(Stored records)
___
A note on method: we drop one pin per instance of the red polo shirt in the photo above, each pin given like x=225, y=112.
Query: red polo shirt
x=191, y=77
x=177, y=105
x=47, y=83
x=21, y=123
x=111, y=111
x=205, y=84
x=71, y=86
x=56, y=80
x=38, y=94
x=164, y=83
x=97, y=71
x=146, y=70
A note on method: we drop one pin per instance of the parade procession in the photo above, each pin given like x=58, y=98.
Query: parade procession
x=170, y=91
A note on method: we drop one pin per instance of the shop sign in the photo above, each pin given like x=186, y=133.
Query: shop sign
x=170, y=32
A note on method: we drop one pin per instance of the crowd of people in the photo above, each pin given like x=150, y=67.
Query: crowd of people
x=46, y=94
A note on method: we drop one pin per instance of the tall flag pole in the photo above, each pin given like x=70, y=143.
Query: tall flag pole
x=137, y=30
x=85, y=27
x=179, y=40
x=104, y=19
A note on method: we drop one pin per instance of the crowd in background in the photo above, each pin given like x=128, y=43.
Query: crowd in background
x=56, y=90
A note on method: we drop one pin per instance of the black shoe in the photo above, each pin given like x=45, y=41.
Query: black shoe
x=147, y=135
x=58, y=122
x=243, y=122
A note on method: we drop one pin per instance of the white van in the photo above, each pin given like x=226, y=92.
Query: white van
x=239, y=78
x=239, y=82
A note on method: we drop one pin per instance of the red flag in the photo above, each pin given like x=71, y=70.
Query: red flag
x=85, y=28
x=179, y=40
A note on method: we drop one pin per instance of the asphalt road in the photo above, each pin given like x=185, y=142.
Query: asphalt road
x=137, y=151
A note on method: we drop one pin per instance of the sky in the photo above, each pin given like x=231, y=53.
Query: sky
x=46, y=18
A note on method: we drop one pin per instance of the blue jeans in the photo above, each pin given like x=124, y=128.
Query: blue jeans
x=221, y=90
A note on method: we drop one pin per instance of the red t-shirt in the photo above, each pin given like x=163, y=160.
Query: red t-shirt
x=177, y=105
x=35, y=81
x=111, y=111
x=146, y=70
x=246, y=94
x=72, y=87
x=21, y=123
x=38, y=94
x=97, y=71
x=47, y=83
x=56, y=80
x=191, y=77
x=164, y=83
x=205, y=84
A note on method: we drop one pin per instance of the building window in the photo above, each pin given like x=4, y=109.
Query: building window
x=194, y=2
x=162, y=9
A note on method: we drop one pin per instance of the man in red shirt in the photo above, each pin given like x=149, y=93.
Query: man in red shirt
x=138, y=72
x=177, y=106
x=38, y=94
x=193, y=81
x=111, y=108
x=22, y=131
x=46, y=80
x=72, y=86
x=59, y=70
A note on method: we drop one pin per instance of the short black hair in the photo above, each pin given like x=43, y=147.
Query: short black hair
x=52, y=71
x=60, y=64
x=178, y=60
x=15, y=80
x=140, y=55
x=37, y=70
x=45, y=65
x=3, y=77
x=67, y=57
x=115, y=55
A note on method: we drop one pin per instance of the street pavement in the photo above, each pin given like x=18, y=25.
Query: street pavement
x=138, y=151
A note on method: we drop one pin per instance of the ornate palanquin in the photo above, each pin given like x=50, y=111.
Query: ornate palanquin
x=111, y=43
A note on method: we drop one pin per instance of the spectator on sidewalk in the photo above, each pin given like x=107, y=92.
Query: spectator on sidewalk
___
▶ _Task goal_: The requested lines run from the one with "like x=18, y=25." through the last line of the records. Return them exactly.

▶ _Task response_:
A note on method: we drop one pin per instance of the street pavement in the photo above, each pin given like x=18, y=25.
Query: street pavement
x=138, y=151
A note on method: we drop one pin per instance of the ornate palanquin in the photo above, each pin given like x=50, y=111.
Query: ornate palanquin
x=111, y=43
A note on method: we drop one pin per instance of the spectator on sidewalk in the photo above, each pin given like x=107, y=92.
Query: spectator on sidewalk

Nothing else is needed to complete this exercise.